**WHAT YOU ARE ASKED TO DO:** Give the number of lines in this listing that contain the word "turtle", and nothing else.

══ DATA UNDER STUDY ══

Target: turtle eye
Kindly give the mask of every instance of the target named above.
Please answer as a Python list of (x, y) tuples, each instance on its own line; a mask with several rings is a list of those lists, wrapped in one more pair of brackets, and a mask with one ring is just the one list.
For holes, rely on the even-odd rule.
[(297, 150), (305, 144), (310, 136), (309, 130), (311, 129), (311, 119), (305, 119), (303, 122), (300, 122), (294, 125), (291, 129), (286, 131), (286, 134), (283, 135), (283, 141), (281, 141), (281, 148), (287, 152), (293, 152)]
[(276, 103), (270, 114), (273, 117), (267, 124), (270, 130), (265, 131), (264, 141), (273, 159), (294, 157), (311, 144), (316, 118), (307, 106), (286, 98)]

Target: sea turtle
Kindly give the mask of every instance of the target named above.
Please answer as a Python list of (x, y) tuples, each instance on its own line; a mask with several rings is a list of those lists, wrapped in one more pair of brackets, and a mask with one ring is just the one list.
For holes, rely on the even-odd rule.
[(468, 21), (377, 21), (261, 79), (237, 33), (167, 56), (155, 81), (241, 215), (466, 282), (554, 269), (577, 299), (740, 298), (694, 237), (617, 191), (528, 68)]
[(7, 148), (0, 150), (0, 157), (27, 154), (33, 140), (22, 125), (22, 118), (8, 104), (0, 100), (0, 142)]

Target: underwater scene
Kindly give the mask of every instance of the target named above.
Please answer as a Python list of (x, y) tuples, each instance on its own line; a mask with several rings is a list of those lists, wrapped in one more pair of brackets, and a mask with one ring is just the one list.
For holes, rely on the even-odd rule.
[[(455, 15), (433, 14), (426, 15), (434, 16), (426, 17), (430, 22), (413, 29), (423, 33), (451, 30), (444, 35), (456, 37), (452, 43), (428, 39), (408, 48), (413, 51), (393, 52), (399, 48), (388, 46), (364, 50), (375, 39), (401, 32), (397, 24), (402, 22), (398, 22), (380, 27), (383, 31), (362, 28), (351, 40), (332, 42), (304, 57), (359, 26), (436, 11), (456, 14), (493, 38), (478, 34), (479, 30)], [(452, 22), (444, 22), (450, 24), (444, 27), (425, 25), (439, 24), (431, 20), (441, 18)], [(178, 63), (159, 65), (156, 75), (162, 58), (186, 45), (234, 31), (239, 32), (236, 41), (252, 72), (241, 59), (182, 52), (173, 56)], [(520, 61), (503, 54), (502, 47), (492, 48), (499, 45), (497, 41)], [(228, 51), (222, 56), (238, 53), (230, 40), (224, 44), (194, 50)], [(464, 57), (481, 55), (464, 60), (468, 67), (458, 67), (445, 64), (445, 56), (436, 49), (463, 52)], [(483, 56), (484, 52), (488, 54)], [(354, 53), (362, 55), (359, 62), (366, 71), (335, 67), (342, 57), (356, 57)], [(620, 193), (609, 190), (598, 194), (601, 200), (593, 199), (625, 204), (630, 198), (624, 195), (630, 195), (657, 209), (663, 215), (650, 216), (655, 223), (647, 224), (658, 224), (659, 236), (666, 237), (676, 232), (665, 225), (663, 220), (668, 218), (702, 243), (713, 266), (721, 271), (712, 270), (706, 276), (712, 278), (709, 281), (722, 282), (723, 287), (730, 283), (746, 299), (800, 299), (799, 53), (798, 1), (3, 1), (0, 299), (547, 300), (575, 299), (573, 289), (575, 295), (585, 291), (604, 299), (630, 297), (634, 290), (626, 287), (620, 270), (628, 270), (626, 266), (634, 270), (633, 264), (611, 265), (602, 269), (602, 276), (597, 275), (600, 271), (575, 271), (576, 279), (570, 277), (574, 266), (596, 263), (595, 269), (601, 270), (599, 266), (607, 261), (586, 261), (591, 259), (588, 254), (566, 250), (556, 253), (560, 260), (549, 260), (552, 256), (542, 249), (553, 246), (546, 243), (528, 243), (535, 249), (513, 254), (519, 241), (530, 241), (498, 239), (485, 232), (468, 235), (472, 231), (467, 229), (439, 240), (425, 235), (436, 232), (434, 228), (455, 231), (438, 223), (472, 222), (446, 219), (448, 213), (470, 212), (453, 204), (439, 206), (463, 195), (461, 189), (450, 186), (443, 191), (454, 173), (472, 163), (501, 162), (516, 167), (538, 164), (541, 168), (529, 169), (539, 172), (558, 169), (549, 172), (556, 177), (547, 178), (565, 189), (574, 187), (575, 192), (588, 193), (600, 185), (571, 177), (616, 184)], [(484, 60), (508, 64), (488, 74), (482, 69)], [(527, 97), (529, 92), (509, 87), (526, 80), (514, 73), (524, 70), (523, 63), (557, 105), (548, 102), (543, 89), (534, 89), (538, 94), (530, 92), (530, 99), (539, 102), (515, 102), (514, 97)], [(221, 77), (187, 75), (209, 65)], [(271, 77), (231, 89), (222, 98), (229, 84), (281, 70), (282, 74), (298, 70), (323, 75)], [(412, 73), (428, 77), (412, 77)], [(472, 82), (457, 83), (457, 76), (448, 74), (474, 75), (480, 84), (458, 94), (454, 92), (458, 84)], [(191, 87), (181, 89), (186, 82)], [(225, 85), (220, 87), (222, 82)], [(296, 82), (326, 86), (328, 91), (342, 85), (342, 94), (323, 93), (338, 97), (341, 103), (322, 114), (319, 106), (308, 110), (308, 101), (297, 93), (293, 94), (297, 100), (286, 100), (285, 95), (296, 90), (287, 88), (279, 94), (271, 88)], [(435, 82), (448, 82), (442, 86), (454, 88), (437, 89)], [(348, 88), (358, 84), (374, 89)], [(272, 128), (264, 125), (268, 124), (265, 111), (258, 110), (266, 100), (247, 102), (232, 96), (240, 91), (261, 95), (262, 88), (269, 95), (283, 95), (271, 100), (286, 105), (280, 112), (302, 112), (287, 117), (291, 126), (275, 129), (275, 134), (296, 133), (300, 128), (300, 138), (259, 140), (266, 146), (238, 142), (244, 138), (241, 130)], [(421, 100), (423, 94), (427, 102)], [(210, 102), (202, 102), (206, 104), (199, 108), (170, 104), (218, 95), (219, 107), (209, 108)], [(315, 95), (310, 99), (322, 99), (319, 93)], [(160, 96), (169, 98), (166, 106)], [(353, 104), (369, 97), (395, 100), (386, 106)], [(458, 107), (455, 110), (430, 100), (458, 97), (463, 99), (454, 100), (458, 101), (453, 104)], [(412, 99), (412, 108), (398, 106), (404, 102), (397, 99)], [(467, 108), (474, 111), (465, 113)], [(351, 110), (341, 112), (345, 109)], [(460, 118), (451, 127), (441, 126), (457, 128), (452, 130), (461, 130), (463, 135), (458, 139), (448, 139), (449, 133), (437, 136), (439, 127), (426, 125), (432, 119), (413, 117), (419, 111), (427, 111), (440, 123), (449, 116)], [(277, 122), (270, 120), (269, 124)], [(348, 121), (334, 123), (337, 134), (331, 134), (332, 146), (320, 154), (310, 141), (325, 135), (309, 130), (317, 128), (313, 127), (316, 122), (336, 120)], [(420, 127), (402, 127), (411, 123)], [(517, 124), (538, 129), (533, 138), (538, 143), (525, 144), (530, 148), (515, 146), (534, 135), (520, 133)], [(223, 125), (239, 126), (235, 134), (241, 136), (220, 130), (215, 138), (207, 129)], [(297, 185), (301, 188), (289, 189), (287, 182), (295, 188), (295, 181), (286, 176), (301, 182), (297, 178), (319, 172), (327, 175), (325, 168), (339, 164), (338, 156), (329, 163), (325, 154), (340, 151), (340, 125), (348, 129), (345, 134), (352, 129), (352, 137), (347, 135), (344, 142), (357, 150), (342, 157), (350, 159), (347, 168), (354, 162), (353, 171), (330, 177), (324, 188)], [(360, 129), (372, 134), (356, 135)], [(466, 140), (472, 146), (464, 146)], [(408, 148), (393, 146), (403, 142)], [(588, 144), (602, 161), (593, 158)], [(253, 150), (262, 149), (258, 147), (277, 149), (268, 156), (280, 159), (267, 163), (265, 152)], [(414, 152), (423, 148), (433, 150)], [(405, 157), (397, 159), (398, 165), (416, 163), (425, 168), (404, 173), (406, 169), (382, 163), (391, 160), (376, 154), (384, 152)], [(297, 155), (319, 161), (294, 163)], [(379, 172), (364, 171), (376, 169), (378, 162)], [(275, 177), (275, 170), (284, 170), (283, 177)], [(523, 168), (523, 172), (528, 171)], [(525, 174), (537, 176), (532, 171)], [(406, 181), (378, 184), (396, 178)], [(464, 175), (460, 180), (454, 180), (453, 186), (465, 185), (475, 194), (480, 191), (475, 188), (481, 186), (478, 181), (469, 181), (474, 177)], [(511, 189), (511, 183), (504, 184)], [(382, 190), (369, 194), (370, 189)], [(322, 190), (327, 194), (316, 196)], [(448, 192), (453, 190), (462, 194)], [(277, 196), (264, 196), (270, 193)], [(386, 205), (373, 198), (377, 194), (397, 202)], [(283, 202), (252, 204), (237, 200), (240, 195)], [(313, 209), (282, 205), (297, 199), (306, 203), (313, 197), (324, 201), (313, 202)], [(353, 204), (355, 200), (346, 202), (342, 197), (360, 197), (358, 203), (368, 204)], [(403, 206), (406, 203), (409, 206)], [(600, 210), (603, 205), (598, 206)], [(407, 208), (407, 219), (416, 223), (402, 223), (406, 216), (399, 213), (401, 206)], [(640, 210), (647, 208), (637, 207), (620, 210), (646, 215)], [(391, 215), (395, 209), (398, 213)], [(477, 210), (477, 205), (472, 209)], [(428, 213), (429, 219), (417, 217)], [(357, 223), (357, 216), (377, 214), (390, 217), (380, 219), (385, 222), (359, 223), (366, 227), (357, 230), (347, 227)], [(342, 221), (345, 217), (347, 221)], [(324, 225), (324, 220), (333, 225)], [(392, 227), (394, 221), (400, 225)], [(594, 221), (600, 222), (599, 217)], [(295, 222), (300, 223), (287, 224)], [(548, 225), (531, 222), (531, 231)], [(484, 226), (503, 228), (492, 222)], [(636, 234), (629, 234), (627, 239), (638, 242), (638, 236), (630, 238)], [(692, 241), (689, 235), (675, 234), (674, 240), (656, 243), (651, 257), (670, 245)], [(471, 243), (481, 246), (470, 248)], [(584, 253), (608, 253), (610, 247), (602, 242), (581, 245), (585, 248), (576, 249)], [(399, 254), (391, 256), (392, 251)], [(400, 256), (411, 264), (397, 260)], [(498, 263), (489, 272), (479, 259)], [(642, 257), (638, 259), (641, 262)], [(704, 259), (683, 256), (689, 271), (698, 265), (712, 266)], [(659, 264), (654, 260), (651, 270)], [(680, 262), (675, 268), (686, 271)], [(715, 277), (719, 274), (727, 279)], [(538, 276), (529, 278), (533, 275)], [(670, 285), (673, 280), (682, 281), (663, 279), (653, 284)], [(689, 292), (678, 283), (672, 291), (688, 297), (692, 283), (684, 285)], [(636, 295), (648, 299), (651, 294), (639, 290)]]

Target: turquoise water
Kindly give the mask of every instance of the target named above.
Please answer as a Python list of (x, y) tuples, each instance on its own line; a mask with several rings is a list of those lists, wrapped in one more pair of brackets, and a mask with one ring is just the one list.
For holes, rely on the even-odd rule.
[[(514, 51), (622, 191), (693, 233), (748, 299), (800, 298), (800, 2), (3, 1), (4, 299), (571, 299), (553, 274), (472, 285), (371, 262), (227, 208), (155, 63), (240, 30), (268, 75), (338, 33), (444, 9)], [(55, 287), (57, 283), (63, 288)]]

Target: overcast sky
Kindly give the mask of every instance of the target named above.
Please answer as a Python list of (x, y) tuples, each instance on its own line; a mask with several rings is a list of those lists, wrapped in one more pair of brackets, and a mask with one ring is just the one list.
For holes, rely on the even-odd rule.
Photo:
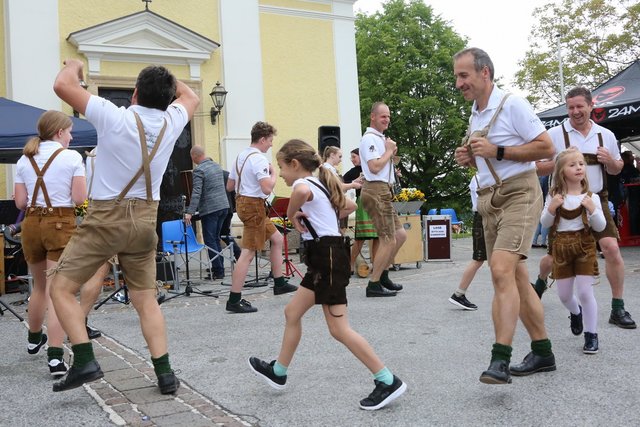
[[(512, 81), (518, 61), (529, 47), (533, 9), (555, 0), (424, 1), (449, 21), (458, 34), (469, 39), (469, 47), (479, 47), (489, 54), (496, 77), (502, 77), (503, 88), (524, 95)], [(381, 3), (381, 0), (358, 0), (353, 9), (371, 13), (382, 10)]]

═══

**RESPONSE TO THIS TASK:** 2